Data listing

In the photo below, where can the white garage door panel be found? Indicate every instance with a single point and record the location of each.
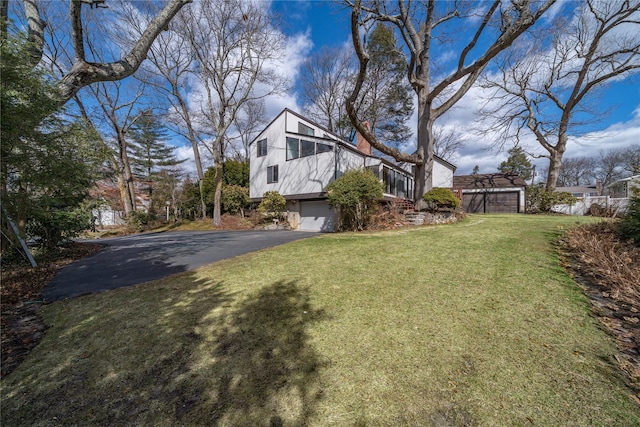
(316, 216)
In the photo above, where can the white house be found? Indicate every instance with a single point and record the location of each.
(622, 187)
(299, 158)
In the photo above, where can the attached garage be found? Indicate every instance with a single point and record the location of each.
(491, 193)
(316, 215)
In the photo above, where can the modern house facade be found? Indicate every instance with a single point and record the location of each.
(622, 187)
(299, 158)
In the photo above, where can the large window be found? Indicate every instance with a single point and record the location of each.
(297, 148)
(272, 174)
(305, 130)
(262, 147)
(293, 148)
(307, 148)
(323, 148)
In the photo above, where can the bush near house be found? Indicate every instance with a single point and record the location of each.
(539, 200)
(356, 194)
(273, 205)
(235, 199)
(441, 199)
(629, 227)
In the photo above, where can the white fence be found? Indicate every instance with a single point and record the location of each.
(613, 206)
(106, 217)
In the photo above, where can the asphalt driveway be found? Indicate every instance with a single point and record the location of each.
(135, 259)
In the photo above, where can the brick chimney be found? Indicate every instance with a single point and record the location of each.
(361, 143)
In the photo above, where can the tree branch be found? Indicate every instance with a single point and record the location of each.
(84, 73)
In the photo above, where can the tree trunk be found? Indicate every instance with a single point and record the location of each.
(218, 182)
(129, 193)
(555, 161)
(424, 171)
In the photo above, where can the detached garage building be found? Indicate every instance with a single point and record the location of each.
(491, 193)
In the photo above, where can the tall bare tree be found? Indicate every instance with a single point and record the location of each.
(447, 143)
(170, 70)
(234, 43)
(549, 88)
(325, 85)
(249, 121)
(423, 25)
(577, 171)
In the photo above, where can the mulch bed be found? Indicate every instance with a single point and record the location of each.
(608, 270)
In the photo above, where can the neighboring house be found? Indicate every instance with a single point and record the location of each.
(110, 211)
(491, 193)
(622, 187)
(299, 158)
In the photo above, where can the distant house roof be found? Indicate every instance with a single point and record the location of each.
(577, 189)
(628, 179)
(491, 180)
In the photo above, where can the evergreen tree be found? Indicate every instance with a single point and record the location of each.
(389, 101)
(518, 163)
(150, 155)
(149, 150)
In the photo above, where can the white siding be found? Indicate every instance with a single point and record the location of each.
(442, 175)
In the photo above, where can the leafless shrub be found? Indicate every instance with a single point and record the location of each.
(612, 263)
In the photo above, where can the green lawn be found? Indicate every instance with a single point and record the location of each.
(468, 324)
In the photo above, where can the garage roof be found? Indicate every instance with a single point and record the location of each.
(491, 180)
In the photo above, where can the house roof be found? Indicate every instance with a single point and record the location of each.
(339, 140)
(576, 189)
(492, 180)
(631, 178)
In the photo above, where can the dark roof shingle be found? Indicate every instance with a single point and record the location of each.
(491, 180)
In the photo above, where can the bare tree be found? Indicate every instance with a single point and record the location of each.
(249, 121)
(84, 71)
(170, 70)
(109, 108)
(616, 163)
(422, 25)
(447, 143)
(550, 88)
(577, 171)
(325, 85)
(234, 43)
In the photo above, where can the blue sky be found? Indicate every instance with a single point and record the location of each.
(323, 23)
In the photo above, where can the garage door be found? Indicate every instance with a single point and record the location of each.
(503, 202)
(316, 216)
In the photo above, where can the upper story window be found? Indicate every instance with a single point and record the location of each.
(297, 148)
(323, 148)
(272, 174)
(262, 147)
(305, 130)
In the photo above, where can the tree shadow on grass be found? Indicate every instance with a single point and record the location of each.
(268, 371)
(181, 351)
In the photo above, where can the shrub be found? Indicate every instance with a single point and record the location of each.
(54, 227)
(235, 199)
(273, 205)
(629, 227)
(140, 220)
(441, 199)
(356, 194)
(539, 200)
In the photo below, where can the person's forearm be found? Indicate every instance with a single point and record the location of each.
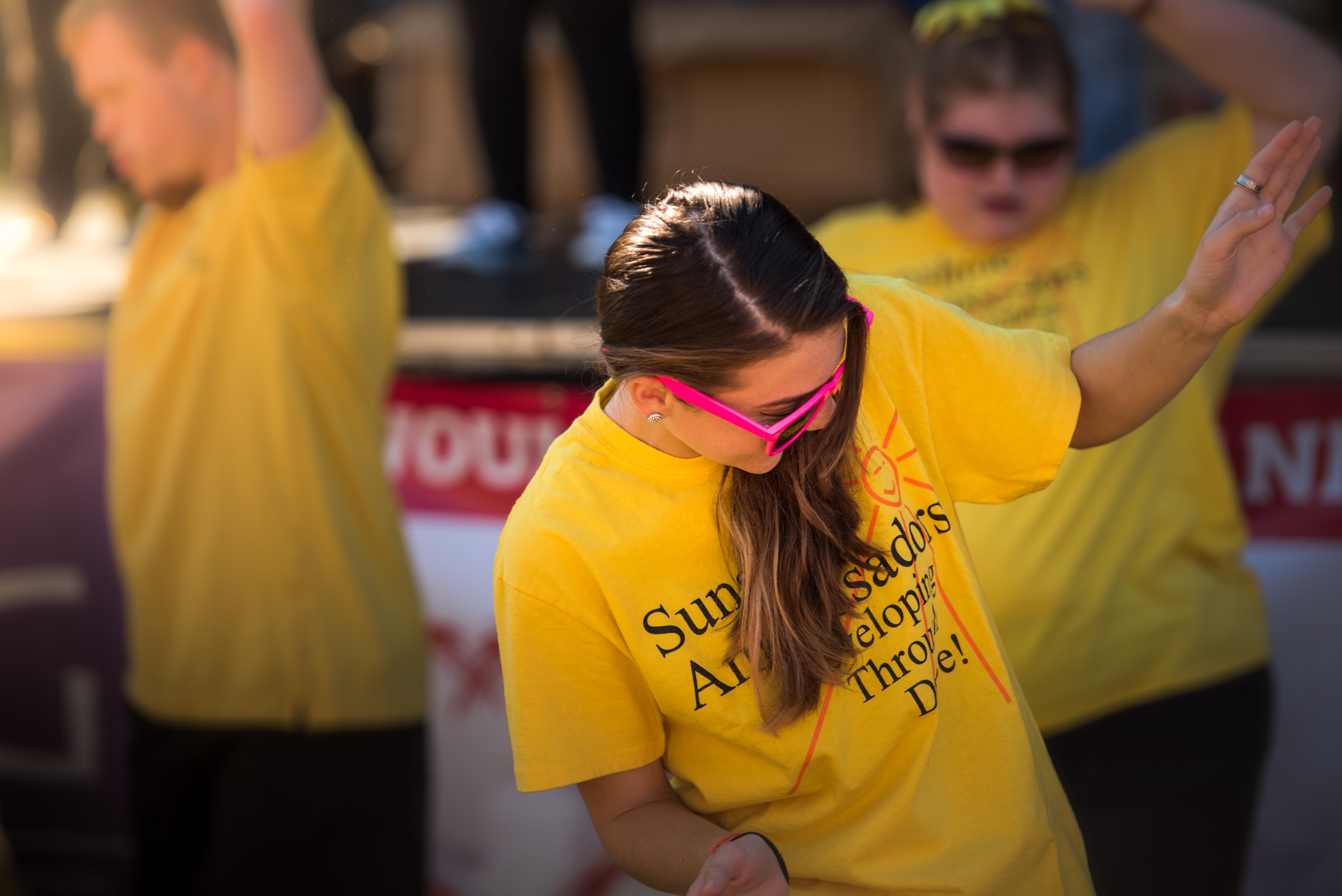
(284, 87)
(661, 844)
(1261, 57)
(1131, 373)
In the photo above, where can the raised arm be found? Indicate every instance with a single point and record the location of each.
(1128, 375)
(654, 839)
(284, 88)
(1261, 57)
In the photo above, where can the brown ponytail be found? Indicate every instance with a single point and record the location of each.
(707, 281)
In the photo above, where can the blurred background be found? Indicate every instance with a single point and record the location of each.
(802, 99)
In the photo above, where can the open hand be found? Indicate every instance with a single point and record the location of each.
(1249, 245)
(744, 867)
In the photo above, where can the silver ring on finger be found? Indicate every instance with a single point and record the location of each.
(1250, 184)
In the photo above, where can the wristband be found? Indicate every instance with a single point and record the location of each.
(768, 843)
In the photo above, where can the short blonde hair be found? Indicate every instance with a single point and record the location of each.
(162, 25)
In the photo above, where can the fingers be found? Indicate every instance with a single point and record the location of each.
(1292, 188)
(1229, 235)
(1306, 214)
(1262, 167)
(1301, 151)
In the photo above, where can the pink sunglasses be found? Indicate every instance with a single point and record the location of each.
(782, 434)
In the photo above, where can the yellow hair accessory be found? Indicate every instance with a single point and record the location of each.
(940, 18)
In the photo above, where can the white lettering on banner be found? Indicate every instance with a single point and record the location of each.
(443, 446)
(50, 587)
(1330, 493)
(1293, 467)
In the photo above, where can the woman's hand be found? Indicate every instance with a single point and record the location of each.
(1249, 245)
(744, 867)
(1131, 373)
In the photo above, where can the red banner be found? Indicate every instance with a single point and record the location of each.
(1286, 445)
(470, 447)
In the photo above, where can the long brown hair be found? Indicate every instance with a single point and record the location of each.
(708, 280)
(1015, 51)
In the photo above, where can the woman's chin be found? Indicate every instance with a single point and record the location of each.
(759, 463)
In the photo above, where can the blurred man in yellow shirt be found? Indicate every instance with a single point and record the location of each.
(277, 663)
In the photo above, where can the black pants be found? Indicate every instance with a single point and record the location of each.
(227, 812)
(1165, 792)
(599, 33)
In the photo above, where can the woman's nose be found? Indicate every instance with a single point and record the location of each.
(1003, 172)
(825, 415)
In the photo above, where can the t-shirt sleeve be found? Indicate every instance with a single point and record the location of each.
(319, 207)
(1172, 182)
(578, 705)
(1002, 404)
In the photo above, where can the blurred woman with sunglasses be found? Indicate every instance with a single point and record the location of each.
(735, 604)
(1137, 632)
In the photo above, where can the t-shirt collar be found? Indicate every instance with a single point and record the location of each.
(634, 451)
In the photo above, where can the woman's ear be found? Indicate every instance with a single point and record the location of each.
(649, 395)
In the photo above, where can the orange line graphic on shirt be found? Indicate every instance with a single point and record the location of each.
(830, 690)
(964, 631)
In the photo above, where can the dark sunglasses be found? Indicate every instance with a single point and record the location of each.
(1038, 155)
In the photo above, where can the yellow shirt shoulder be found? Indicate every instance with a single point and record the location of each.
(1121, 583)
(614, 597)
(258, 538)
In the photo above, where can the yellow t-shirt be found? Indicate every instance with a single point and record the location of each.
(924, 773)
(1122, 583)
(258, 538)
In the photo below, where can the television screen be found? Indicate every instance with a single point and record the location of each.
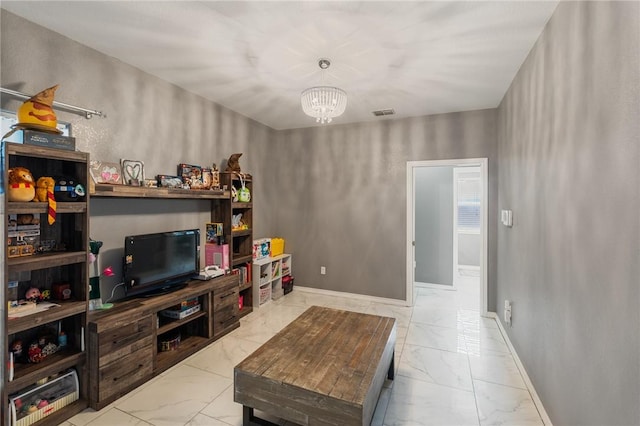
(161, 262)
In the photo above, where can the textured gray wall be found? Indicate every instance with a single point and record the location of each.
(434, 225)
(148, 119)
(569, 154)
(338, 195)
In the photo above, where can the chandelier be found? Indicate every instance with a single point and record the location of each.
(323, 102)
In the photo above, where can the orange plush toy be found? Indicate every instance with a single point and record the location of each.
(21, 185)
(37, 112)
(44, 192)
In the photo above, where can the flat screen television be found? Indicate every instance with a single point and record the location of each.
(161, 262)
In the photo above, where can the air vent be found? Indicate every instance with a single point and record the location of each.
(382, 112)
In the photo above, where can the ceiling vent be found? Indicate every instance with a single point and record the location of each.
(382, 112)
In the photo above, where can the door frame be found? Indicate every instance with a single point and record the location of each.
(410, 248)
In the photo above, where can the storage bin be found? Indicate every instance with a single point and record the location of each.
(287, 284)
(36, 402)
(261, 248)
(265, 294)
(277, 246)
(276, 290)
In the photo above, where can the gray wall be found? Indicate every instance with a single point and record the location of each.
(147, 119)
(338, 195)
(469, 246)
(434, 225)
(569, 154)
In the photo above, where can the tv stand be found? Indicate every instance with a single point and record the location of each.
(161, 290)
(126, 342)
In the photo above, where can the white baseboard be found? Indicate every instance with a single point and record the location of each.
(534, 395)
(352, 296)
(436, 286)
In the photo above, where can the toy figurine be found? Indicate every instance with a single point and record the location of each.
(16, 349)
(33, 294)
(35, 353)
(233, 164)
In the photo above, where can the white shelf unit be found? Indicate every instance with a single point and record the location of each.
(267, 278)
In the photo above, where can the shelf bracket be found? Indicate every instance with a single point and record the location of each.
(88, 113)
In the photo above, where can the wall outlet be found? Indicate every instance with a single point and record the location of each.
(506, 217)
(507, 312)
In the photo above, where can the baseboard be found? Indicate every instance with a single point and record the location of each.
(351, 295)
(534, 395)
(436, 286)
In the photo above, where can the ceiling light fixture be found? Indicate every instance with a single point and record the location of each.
(323, 102)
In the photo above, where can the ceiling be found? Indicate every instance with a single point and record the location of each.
(419, 58)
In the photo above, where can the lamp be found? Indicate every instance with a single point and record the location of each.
(323, 102)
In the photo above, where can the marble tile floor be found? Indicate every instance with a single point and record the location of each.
(453, 368)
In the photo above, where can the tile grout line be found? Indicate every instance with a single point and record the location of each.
(523, 372)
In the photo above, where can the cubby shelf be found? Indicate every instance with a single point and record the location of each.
(68, 265)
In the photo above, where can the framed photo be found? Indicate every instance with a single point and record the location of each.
(132, 172)
(103, 172)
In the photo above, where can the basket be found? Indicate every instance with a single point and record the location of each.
(277, 246)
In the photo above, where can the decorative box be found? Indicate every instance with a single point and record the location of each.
(191, 175)
(277, 246)
(61, 291)
(215, 254)
(50, 140)
(167, 181)
(180, 313)
(214, 230)
(36, 402)
(261, 248)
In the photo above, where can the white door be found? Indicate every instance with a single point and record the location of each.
(412, 167)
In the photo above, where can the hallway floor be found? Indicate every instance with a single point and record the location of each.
(453, 368)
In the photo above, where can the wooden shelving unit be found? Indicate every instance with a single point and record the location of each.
(69, 265)
(125, 341)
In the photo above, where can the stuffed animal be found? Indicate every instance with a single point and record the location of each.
(21, 185)
(37, 112)
(233, 164)
(27, 219)
(43, 185)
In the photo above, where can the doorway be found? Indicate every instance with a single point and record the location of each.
(455, 193)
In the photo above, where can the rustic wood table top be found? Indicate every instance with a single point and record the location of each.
(338, 355)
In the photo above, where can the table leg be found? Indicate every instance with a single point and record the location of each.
(248, 419)
(392, 371)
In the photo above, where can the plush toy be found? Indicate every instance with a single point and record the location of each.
(27, 219)
(233, 164)
(37, 112)
(45, 192)
(21, 185)
(43, 185)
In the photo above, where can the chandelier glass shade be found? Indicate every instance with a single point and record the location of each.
(323, 102)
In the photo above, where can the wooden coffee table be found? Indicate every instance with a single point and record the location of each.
(325, 368)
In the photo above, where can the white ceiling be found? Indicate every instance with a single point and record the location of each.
(419, 58)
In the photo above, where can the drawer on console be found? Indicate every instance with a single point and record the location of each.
(118, 377)
(115, 343)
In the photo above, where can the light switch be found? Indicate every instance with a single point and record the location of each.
(506, 217)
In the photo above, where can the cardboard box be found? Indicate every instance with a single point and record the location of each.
(50, 140)
(215, 254)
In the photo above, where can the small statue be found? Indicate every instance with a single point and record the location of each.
(233, 165)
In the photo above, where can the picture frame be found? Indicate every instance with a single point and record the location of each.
(132, 172)
(105, 172)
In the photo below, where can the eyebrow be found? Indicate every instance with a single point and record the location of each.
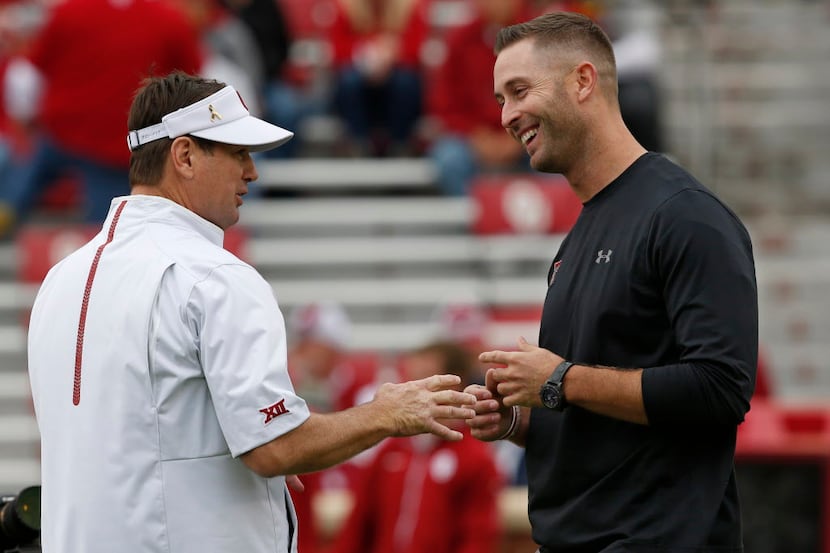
(509, 84)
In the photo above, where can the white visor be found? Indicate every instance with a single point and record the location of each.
(221, 117)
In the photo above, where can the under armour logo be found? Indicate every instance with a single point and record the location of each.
(273, 411)
(556, 266)
(602, 256)
(214, 115)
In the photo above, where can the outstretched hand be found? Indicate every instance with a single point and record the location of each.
(420, 406)
(492, 416)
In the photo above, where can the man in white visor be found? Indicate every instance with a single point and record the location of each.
(158, 359)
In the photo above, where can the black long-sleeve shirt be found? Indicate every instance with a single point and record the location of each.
(657, 274)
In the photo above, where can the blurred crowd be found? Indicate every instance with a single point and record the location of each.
(399, 78)
(390, 78)
(403, 492)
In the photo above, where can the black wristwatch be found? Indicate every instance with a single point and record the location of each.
(551, 393)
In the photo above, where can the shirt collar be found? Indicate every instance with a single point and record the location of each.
(143, 208)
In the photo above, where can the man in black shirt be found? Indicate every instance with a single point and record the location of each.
(649, 335)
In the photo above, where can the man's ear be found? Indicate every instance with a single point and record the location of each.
(587, 80)
(181, 156)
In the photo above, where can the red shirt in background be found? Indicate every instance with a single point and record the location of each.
(423, 494)
(346, 41)
(93, 55)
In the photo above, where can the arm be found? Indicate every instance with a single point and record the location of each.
(324, 440)
(608, 391)
(703, 261)
(702, 255)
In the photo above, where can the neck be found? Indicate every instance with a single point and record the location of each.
(605, 159)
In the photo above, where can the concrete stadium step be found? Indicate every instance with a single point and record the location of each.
(293, 216)
(339, 175)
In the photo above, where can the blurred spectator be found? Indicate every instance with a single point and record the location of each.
(19, 19)
(88, 50)
(426, 495)
(318, 359)
(283, 103)
(322, 373)
(634, 26)
(377, 85)
(465, 323)
(470, 136)
(231, 53)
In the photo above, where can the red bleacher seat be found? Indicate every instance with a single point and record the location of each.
(519, 203)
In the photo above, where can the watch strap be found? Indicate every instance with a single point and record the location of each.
(559, 372)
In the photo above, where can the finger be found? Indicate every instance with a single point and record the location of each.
(479, 391)
(524, 345)
(485, 421)
(454, 397)
(445, 432)
(495, 357)
(441, 382)
(490, 380)
(487, 406)
(449, 412)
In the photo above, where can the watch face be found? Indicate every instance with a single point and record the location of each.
(551, 396)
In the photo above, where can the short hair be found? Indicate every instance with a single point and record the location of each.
(157, 97)
(571, 32)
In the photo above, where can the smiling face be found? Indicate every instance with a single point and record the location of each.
(532, 86)
(221, 179)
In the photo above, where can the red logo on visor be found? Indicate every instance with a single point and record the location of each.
(241, 100)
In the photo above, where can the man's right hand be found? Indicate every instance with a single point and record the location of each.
(492, 417)
(416, 407)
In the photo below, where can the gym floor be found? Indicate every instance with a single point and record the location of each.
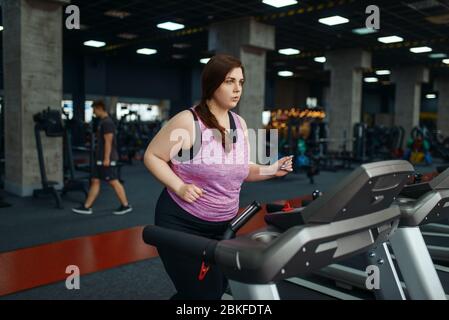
(113, 260)
(119, 265)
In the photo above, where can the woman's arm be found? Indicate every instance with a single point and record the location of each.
(259, 172)
(176, 134)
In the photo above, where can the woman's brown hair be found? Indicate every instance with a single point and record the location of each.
(213, 75)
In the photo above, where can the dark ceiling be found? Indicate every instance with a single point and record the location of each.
(419, 22)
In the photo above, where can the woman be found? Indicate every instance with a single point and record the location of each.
(203, 174)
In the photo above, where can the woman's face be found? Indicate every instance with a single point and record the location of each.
(228, 93)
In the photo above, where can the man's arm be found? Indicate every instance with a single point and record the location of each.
(107, 148)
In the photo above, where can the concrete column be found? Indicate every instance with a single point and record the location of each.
(407, 102)
(345, 96)
(79, 94)
(442, 86)
(247, 40)
(32, 59)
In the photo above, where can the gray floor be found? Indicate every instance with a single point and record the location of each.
(31, 222)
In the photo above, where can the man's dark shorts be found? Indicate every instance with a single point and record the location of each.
(105, 173)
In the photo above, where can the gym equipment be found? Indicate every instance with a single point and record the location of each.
(50, 122)
(357, 214)
(418, 147)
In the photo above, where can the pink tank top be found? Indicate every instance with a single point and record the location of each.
(219, 173)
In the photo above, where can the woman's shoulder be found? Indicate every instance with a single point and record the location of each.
(183, 118)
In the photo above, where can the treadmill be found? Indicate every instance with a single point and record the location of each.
(352, 218)
(420, 204)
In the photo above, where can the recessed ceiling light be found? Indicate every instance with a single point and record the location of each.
(390, 39)
(420, 49)
(285, 73)
(117, 14)
(128, 36)
(170, 26)
(94, 43)
(371, 79)
(279, 3)
(363, 31)
(383, 72)
(334, 20)
(146, 51)
(289, 51)
(437, 55)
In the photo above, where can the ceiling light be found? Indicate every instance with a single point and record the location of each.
(371, 79)
(390, 39)
(94, 43)
(128, 36)
(289, 51)
(181, 45)
(437, 55)
(334, 20)
(383, 72)
(117, 14)
(279, 3)
(146, 51)
(420, 49)
(363, 31)
(170, 26)
(285, 73)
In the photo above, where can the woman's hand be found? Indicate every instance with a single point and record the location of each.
(283, 166)
(189, 192)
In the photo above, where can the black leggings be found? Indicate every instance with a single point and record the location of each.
(184, 270)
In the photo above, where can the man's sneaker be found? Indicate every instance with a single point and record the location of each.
(82, 210)
(123, 209)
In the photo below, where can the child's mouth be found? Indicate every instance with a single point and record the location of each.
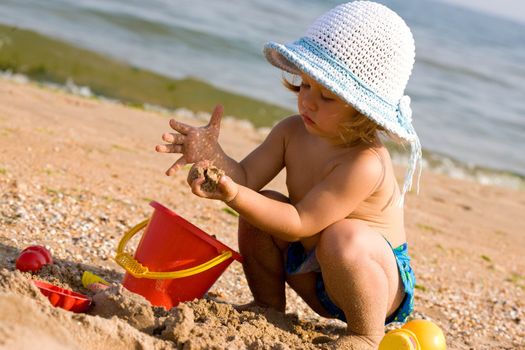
(307, 120)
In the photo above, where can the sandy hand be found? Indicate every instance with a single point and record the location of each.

▸ **AIM**: Copy exactly the lines from the one containing "In the photo above, where can the recessed" through the final line of the records above, both included, and leave out any pictures.

▸ **EXERCISE RESPONSE**:
In the photo above, where can the recessed ceiling light be found? Indicate every instance with a single point and record the location of each.
(390, 39)
(420, 49)
(285, 73)
(117, 14)
(128, 36)
(170, 26)
(94, 43)
(371, 79)
(279, 3)
(363, 31)
(383, 72)
(334, 20)
(146, 51)
(289, 51)
(437, 55)
In the photo above, where can the ceiling light be found? Indicate every instance with a single point and record the location of each.
(371, 79)
(390, 39)
(94, 43)
(128, 36)
(289, 51)
(181, 45)
(437, 55)
(334, 20)
(383, 72)
(117, 14)
(279, 3)
(146, 51)
(420, 49)
(363, 31)
(170, 26)
(285, 73)
In the photo above, where can the woman's hand be found? Indicate every instance with a single point and record the location of each.
(283, 166)
(189, 192)
In the photo above, where can the black leggings be found? Indicate every instance with a single point and record the location of each.
(184, 270)
In the photo above, where can the man's sneaker be found? Indicate every instance with a single point and record the location of each.
(82, 210)
(123, 209)
In the photo below, where can the child's mouth be found? Indicate every instance with a single point and record the location of each.
(307, 120)
In the photo above, where can the sandy hand be found? Indicate every instance with a single point and record the location of each.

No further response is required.